» Textauszug:
-------

In der Unions-Fraktion herrsche derzeit ein „Klassenfahrtsgefühl“, sagt ein Mitglied des CDU-Parteivorstands der taz. Die aufgeheizte Stimmung bei den Konservativen speist sich daraus, dass es bereits die zweite Klatsche aus Karlsruhe für die Bundesregierung innerhalb eines halben Jahres ist. Im Juli erst hatten die Richter*innen eine Abstimmung zum Gebäudeenergiegesetz wegen nicht eingehaltener Beratungsfristen gestoppt.
Politiker in der Union wundern sich über diese handwerklichen Fehler. Gleichzeitig fürchten sie deshalb, als klagewütige Pedanten an der Seitenlinie dargestellt zu werden. Den aktuellen Finanzstreit nehmen Vertreter*innen aus CDU und CSU dabei durchaus persönlich. Die Proklamation eines ausgeglichenen Haushalts ist für das Selbstverständnis der Union wichtiger als Debatten über Einwanderung, den Wehrdienst oder das Gendern. Umso interessanter ist es, dass die CDU nach der Bestätigung ihrer Klage der Ratlosigkeit der Regierung gegenüber selbst einigermaßen ratlos dasteht.
Dieser Text stammt aus der wochentaz. Unserer Wochenzeitung von links! In der wochentaz geht es jede Woche um die Welt, wie sie ist – und wie sie sein könnte. Eine linke Wochenzeitung mit Stimme, Haltung und dem besonderen taz-Blick auf die Welt. Jeden Samstag neu am Kiosk und natürlich im Abo.
Wo es hingeht mit der Klassenfahrt, ist unklar
Konkrete Vorschläge zur Bewältigung der Haushaltskrise sind derzeit aus der Partei kaum zu hören – trotz der buchhalterischen Konsequenzen, die auch CDU-Ministerpräsidenten in ihren Ländern nach dem Urteil aus Karlsruhe prüfen müssen. Die Fragezeichen in den eigenen Reihen versuchte Merz am Dienstag im Bundestag mit Häme und persönlichen Angriffen gegen Vertreter*innen der Bundesregierung wegzubügeln. Damit sorgte er nur für ein merkliches Zusammenrücken auf der Regierungsbank und erntete auch Ablehnung von der FDP, die er in der Schuldenfrage auf die eigene Seite ziehen müsste.
Dass nicht ganz klar ist, wohin die Klassenfahrt der Unionsfraktion gehen soll, machte ihr Reiseleiter nur allzu deutlich. Merz bekannte sich im Bundestag zu den Neunzigerjahren als Zeit der politischen Größe und warf Wirtschaftsminister Robert Habeck von den Grünen vor, nichts von seinem Fach zu verstehen. Der Rundumschlag des CDU-Vorsitzenden kannte keine Parteigrenzen: Außenministerin Annalena Baerbock (Grüne) und SPD-Kanzler Scholz ging er genauso hart an wie Kai Wegner, den Regierenden CDU-Bürgermeister von Berlin, der es gewagt hatte, die Schuldenbremse in Frage zu stellen. „Die Entscheidungen werden hier im Bundestag getroffen und nicht im Rathaus in Berlin“, rief Merz.

-------

» Auflistung:
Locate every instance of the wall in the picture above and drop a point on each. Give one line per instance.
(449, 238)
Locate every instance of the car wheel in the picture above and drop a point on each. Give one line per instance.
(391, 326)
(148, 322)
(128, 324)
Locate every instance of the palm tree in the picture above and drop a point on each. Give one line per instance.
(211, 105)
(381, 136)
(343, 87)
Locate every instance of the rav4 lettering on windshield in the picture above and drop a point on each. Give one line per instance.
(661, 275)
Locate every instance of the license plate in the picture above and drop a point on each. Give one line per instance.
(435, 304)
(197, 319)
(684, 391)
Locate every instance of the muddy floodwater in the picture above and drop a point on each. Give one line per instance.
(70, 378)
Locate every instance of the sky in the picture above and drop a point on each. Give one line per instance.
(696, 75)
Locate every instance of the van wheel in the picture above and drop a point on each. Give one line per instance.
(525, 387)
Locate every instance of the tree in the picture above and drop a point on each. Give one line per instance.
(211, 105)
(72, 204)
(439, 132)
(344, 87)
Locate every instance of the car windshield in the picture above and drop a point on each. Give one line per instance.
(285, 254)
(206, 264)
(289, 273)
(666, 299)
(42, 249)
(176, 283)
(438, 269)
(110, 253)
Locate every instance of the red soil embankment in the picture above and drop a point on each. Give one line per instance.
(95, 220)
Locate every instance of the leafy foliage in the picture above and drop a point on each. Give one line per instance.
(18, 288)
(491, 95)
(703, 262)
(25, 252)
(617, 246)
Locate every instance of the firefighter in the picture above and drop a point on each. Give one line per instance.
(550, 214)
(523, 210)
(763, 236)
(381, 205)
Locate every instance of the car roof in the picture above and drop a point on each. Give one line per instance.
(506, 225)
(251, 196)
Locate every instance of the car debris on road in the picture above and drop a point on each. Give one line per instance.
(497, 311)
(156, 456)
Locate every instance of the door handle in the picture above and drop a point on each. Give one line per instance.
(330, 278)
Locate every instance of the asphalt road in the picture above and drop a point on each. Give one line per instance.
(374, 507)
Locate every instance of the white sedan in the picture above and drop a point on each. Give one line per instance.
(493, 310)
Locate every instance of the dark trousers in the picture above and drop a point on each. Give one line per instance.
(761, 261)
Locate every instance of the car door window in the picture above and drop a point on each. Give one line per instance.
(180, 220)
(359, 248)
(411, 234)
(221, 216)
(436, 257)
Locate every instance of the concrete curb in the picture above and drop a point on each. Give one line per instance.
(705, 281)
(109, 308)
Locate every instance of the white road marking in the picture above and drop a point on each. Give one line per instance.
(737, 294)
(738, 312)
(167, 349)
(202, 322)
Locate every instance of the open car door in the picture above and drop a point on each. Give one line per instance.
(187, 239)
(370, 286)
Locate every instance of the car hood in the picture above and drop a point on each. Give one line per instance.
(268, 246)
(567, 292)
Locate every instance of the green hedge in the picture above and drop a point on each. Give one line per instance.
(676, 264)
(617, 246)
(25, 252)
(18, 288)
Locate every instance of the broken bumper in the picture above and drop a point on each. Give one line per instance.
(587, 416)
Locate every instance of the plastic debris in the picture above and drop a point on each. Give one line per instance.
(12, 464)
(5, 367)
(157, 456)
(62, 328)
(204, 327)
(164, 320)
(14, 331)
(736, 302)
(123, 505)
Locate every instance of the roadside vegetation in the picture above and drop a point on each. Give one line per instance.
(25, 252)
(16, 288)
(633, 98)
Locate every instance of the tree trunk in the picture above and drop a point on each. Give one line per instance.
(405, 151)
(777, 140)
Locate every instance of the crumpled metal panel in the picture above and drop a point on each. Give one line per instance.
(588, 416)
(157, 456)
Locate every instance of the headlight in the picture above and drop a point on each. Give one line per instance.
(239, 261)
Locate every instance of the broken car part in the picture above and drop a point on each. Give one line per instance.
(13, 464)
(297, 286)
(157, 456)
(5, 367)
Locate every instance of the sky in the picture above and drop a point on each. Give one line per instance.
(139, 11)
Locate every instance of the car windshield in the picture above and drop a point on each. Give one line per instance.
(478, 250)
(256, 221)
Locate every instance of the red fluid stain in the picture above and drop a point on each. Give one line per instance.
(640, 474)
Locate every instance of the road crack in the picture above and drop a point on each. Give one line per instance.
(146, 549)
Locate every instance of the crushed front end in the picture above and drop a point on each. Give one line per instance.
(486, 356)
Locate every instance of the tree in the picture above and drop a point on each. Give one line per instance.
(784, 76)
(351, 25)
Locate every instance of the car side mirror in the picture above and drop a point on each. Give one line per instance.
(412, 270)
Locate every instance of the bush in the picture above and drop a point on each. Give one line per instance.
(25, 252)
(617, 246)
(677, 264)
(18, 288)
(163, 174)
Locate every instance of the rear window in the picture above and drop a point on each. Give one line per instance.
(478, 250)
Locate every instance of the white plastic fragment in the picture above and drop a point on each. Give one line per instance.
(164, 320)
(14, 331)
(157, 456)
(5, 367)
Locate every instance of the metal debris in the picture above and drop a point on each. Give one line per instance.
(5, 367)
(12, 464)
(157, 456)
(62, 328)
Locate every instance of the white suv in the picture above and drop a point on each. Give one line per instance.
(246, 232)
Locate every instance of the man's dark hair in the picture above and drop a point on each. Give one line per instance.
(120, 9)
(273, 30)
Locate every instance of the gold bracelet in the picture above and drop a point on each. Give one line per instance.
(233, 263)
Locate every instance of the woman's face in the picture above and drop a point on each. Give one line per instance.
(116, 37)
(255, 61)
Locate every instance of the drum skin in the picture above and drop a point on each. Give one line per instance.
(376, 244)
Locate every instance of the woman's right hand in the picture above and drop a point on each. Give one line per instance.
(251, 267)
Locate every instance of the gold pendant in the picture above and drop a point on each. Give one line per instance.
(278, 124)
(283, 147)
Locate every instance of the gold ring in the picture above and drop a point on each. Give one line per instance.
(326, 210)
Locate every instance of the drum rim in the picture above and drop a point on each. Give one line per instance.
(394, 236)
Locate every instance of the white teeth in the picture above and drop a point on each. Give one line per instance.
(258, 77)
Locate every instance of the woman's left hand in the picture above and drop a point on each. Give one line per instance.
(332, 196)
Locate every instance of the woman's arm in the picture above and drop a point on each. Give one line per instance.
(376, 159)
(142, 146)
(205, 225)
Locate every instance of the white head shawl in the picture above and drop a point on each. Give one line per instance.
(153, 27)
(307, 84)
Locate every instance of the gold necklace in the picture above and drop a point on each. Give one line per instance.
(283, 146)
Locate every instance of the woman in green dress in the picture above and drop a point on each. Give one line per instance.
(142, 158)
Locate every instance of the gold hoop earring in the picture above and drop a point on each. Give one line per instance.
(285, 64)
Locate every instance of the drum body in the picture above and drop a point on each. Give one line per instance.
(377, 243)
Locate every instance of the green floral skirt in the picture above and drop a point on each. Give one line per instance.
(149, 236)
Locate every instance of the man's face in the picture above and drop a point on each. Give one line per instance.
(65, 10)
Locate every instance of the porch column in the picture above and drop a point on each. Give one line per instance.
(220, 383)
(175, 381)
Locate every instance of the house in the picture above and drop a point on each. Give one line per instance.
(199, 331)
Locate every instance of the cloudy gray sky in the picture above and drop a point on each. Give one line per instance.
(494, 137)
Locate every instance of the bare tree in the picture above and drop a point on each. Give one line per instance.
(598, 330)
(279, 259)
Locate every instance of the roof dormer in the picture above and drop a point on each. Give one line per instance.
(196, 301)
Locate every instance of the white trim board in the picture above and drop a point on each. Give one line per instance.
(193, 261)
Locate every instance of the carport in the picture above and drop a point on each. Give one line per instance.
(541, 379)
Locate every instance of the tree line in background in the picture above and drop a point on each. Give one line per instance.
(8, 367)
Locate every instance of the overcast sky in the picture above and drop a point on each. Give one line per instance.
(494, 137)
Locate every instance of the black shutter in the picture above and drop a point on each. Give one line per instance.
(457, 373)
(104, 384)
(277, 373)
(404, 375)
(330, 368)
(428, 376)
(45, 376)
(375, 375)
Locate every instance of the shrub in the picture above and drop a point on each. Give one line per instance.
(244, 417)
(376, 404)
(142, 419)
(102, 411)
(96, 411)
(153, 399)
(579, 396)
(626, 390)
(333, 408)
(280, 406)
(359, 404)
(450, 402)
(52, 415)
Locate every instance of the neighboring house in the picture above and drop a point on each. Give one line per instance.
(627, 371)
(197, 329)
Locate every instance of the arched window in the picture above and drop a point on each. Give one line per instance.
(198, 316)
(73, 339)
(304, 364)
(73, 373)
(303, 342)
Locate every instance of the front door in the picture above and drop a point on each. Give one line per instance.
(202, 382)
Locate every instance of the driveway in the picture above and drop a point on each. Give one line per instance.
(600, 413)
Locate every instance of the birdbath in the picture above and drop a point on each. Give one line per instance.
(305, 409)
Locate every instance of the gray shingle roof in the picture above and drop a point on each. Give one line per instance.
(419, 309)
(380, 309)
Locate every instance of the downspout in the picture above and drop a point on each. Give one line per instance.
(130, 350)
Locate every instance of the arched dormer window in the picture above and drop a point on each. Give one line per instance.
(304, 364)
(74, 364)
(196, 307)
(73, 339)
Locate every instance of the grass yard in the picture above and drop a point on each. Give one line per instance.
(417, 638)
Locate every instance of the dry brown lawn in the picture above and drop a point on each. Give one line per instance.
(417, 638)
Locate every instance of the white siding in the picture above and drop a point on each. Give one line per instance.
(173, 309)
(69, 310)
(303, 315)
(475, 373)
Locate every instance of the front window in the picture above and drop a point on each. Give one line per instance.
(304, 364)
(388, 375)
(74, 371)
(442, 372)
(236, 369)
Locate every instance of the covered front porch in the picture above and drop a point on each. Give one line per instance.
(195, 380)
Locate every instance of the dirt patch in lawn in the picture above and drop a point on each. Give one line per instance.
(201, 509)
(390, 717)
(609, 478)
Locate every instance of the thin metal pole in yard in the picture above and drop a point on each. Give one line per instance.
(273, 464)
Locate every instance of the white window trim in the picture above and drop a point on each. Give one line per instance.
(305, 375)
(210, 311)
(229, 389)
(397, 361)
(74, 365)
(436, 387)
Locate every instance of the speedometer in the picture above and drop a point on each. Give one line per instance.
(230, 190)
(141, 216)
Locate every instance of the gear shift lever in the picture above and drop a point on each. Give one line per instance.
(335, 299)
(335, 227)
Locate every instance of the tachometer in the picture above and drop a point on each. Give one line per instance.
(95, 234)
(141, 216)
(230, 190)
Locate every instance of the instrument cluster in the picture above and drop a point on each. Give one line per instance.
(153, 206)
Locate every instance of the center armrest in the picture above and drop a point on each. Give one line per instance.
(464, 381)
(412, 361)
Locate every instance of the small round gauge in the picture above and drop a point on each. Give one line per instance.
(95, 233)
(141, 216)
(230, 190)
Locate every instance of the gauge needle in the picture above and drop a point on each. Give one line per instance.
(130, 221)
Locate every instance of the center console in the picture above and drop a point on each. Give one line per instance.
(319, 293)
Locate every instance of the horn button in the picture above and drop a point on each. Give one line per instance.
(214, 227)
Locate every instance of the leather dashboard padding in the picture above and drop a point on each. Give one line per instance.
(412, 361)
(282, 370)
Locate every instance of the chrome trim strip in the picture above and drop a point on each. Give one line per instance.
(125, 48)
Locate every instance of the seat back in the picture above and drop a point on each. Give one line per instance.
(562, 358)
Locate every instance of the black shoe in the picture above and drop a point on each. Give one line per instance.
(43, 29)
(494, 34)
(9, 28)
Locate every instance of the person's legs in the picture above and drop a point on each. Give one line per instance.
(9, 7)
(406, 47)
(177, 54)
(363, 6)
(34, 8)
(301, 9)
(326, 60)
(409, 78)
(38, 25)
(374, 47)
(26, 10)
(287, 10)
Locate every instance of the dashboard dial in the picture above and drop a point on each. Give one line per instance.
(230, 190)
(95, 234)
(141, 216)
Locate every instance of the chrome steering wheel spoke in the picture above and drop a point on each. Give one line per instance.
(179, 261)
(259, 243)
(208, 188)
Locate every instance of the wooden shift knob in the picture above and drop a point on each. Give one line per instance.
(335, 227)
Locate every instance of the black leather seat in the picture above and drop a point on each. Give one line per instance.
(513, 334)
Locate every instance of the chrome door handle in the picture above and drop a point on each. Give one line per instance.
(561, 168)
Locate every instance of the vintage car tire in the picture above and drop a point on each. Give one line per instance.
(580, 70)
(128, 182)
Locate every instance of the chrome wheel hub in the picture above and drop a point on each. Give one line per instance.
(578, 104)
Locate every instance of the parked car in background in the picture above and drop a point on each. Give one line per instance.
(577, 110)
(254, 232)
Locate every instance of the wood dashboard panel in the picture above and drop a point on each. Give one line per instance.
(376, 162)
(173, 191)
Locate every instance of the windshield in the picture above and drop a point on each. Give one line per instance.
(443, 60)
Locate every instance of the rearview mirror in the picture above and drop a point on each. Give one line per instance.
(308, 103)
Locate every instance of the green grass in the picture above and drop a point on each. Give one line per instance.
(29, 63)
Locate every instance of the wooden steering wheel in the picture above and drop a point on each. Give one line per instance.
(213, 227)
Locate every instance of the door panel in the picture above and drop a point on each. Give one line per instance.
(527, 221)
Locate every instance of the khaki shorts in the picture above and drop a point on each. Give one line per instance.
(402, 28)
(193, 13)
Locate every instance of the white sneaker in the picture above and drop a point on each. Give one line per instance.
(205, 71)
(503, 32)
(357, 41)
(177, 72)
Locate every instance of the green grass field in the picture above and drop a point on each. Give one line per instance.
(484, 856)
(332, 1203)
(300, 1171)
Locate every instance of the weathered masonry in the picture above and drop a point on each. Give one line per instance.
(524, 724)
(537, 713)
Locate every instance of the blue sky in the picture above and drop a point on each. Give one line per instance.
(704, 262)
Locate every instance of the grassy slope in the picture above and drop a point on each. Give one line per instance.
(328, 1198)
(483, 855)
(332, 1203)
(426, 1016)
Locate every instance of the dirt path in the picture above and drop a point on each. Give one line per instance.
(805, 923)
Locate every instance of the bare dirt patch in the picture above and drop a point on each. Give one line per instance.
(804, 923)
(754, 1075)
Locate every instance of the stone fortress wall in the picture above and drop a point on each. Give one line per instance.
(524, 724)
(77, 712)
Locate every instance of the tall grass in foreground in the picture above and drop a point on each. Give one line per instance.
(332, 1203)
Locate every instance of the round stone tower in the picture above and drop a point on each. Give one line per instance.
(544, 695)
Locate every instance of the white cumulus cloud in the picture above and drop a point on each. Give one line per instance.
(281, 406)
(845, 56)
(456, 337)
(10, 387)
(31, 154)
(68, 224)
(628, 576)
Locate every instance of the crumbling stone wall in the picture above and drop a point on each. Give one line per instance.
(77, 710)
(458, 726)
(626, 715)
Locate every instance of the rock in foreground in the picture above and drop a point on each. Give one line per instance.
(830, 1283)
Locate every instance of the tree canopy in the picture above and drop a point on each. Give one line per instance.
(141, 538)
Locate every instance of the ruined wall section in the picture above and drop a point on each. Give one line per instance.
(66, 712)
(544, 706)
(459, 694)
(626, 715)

-------

» Arbeitsauftrag: Um welches Gesetz ging es laut dem Textauszug bei der Abstimmung, die die Richter*innen im Juli gestoppt hatten?

» Richtige Antwort: Um das Gebäudeenergiegesetz.